# Tugas Anda:
Tuliskan lanjutan teks tentang transformasi kesehatan nasional, dimulai setelah kalimat terakhir yang ditampilkan.

# Teks:

------

Selain itu, layanan untuk kunjungan pemeriksaan kehamilan (antenatal care/ANC) akan ditambah dari empat kali pertemuan menjadi enam kali pertemuan, fasilitas pemeriksaan kesehatan rutin (medical check up) akan ditanggung dalam program JKN-KIS, serta layanan penapisan kesehatan pada bayi baru lahir.
Jadi pendekatan kesehatan, strategi kesehatan bukan untuk mengobati orang sakit tetapi harus menciptakan orang sehat. Selama ini, anggaran kesehatan di Indonesia hampir 90 persen untuk layanan kuratif.
Transformasi kesehatan
Terkait transformasi kesehatan nasional, Budi menyampaikan, Kementerian Kesehatan telah menyusun enam program utama yang harus dijalankan pada periode 2021-2024. Program tersebut meliputi transformasi layanan primer, layanan rujukan, sistem ketahanan kesehatan, sistem pembiayaan kesehatan, transformasi sumber daya manusia bidang kesehatan, dan transformasi teknologi kesehatan.
Dari enam aspek tersebut, industri bisa berperan untuk mendukung upaya transformasi sistem ketahanan kesehatan dan transformasi teknologi kesehatan. Pemerintah menargetkan tingkat komponen dalam negeri (TKDN) pada produk farmasi dan alat kesehatan bisa mencapai 50 persen.
”Kalau ada lockdown (karantina wilayah) pada situasi krisis seperti pandemi ini, produksi kita akan mati. Jadi (produksi dalam negeri) ini bukan soal nasionalisme saja, melainkan lebih ke resilience of our heath care system (ketangguhan sistem layanan kesehatan kita) untuk mendistribusikan layanan kesehatan ke 270 juta rakyat Indonesia,” kata Budi.
Untuk mendorong hal tersebut, pemerintah akan memberikan insentif bagi industri mulai dari hulu hingga hilir pada pengembangan bahan aktif farmasi sampai ke proses produksi dan distribusi. Itu terutama pada produksi obat esensial.
Upaya untuk mencari lisensi dari produk yang dihasilkan juga akan didukung oleh pemerintah. Begitu pula dengan pengadaan pemerintah yang akan diarahkan pada produk buatan dalam negeri.
Budi menambahkan, industri bisa terlibat untuk mendukung transformasi teknologi kesehatan. Ke depan, bioteknologi akan lebih banyak digunakan untuk pengobatan. Terapi akan diberikan lebih spesifik dan personal, tergantung dari kondisi setiap pasien.
Presiden Direktur PT Kalbe Farma Tbk Vidjongtius menuturkan, kebutuhan inovasi di bidang kesehatan amat beragam. Karena itu, industri membutuhkan arahan dari pemerintah terkait dengan prioritas produk inovasi.

------

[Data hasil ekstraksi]
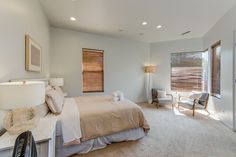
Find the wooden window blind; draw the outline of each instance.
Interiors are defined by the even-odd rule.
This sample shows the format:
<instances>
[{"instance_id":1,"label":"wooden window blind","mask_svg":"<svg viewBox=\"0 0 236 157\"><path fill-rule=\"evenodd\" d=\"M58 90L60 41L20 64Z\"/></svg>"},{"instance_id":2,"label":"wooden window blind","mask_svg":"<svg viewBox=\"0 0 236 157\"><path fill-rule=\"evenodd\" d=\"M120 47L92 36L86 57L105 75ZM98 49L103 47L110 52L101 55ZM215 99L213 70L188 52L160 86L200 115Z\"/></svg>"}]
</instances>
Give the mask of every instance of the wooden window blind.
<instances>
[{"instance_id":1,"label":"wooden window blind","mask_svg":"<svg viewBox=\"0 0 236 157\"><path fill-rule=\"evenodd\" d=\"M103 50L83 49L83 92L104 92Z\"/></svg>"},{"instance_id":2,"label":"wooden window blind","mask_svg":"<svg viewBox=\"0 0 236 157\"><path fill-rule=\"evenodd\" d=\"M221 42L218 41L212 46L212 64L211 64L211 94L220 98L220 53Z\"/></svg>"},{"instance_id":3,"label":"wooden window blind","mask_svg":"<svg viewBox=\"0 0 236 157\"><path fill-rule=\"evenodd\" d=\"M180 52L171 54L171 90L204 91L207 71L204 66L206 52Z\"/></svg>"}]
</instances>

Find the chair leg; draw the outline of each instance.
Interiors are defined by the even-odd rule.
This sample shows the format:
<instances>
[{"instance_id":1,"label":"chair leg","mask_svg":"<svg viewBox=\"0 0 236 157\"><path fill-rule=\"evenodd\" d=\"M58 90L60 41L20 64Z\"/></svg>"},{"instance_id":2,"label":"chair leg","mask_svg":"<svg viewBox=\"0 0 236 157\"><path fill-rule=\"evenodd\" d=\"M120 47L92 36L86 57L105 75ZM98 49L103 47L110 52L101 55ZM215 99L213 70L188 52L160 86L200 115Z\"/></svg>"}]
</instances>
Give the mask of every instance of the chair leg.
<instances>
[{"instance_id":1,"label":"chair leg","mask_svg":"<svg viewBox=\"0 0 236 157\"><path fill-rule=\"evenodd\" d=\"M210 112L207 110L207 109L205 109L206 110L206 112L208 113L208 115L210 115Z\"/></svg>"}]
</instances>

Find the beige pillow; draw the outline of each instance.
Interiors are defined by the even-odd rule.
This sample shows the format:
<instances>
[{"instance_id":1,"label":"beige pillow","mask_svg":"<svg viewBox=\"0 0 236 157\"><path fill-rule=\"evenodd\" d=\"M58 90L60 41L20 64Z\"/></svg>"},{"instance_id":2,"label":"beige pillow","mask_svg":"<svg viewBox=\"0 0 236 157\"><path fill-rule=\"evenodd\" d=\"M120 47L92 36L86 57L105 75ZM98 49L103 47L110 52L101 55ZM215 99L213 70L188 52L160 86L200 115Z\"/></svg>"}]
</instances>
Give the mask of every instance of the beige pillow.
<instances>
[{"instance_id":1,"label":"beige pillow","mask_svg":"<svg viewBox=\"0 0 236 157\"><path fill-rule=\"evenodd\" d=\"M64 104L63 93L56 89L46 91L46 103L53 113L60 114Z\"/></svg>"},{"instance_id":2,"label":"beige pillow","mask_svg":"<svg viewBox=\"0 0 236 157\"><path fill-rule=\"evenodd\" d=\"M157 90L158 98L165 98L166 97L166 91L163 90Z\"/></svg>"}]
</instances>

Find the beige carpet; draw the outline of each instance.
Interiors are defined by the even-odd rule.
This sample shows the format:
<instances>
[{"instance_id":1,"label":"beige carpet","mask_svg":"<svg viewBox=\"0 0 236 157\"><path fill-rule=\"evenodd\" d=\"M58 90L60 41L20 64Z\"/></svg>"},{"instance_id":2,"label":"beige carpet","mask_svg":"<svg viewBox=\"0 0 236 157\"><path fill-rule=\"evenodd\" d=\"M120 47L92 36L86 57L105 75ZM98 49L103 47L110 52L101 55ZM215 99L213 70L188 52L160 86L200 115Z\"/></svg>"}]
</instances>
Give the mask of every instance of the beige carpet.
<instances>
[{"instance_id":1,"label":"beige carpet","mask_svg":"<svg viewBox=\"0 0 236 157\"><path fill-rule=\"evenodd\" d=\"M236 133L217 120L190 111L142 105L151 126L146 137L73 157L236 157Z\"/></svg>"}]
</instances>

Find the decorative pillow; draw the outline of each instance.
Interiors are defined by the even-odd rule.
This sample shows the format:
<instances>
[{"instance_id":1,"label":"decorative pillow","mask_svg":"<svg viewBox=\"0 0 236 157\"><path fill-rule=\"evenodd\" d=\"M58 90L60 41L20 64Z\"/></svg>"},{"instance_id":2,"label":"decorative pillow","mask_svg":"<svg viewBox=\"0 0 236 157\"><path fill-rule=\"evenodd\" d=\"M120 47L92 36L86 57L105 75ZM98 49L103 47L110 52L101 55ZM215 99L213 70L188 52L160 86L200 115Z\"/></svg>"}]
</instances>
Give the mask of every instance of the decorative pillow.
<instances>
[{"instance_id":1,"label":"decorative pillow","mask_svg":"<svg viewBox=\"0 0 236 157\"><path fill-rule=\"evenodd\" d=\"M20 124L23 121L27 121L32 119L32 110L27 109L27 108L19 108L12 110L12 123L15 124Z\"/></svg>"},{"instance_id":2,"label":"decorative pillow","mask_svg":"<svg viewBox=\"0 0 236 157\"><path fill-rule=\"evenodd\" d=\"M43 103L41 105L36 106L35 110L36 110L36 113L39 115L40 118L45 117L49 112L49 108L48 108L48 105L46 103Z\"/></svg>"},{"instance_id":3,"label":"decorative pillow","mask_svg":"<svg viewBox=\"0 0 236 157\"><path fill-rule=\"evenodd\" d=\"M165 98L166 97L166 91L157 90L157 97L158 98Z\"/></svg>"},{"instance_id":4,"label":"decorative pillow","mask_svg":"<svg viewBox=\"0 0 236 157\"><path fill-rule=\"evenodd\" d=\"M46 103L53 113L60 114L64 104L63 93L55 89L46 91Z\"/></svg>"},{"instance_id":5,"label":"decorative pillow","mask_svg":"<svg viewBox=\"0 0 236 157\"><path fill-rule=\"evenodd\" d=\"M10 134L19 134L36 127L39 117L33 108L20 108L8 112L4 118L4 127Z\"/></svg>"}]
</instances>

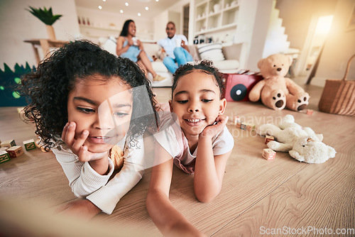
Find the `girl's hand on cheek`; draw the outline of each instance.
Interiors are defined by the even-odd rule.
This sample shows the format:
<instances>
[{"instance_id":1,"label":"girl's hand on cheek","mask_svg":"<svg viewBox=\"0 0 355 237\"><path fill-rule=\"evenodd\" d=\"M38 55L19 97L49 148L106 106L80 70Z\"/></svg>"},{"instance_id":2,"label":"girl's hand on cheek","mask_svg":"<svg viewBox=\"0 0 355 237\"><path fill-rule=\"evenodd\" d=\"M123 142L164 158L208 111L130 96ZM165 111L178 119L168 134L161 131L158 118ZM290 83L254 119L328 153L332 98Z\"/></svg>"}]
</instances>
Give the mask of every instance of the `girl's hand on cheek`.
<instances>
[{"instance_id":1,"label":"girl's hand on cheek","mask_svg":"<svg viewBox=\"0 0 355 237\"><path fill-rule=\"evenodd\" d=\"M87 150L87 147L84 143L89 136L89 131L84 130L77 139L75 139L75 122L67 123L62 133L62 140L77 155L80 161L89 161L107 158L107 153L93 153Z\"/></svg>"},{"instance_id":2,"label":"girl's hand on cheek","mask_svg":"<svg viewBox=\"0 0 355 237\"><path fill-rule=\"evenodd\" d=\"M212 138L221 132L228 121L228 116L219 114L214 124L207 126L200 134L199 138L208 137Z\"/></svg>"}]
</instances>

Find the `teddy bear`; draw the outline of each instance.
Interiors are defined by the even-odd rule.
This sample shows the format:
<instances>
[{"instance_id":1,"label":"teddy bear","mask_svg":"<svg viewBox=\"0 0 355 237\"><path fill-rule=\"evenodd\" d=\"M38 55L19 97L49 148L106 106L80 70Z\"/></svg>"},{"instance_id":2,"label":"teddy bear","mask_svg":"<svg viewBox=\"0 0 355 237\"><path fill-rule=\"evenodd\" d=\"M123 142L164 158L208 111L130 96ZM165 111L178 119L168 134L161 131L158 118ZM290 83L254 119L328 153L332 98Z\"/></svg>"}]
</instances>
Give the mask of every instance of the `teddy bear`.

------

# Hasil Tugas:
”Kebutuhan inovasi cukup banyak. Agar lebih efektif harus ada fokus. Dengan adanya fokus dan skala prioritas ini, industri bisa lebih mudah untuk menyelaraskan inovasi dengan rencana pemerintah,” katanya.
Melalui skala prioritas ini, Vidjongtius menuturkan, ekosistem riset dan inovasi juga lebih kondusif untuk memperkuat kerja sama antara akademisi, industri, pemerintah, dan komunitas. Hilirisasi riset pun diharapkan tidak lagi sekadar wacana dan rencana melainkan sampai ke tahap aksi.
Teknologi informasi
Budi menambahkan, pemanfaatan teknologi informasi bidang kesehatan akan diarahkan pula pada aspek promotif dan preventif. Layanan kesehatan jarak jauh (telemedik) jangan sekadar melayani konsultasi kesehatan, tetapi juga untuk mempromosikan perilaku hidup sehat di masyarakat sampai ke pelosok negeri.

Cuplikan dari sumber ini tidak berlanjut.